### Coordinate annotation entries
◆ ◆ ◆

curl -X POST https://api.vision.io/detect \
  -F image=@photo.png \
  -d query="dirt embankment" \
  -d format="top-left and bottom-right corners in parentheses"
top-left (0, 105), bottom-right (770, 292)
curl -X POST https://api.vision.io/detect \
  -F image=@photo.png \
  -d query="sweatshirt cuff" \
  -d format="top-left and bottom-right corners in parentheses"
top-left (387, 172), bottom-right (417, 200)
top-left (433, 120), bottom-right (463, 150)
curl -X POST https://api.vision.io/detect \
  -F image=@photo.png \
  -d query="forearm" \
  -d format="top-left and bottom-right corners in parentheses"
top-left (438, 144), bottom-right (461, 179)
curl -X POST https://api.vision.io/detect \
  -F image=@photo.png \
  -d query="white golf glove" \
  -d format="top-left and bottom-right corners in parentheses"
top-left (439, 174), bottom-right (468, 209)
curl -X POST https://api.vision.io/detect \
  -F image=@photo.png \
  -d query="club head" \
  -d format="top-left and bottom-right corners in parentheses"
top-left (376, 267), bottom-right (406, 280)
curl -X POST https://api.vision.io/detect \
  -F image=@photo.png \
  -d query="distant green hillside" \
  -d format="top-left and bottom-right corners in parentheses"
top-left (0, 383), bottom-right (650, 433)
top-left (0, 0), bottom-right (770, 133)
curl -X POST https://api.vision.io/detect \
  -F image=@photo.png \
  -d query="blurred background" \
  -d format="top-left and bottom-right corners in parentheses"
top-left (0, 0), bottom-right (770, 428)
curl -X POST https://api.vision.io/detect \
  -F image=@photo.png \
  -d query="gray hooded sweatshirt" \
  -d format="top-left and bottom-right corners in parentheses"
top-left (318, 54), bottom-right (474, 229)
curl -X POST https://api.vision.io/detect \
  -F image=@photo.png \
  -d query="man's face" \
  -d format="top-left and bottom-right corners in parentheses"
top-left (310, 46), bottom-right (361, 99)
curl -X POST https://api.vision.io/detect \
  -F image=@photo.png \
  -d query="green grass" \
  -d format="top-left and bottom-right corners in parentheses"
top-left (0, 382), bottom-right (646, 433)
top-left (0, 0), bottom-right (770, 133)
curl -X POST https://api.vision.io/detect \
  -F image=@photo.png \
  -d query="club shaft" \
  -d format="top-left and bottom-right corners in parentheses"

◆ ◆ ◆

### PROBLEM TO WORK ON
How many lines in the rows above contain the string "green"? Reply with the number alone.

### ANSWER BELOW
2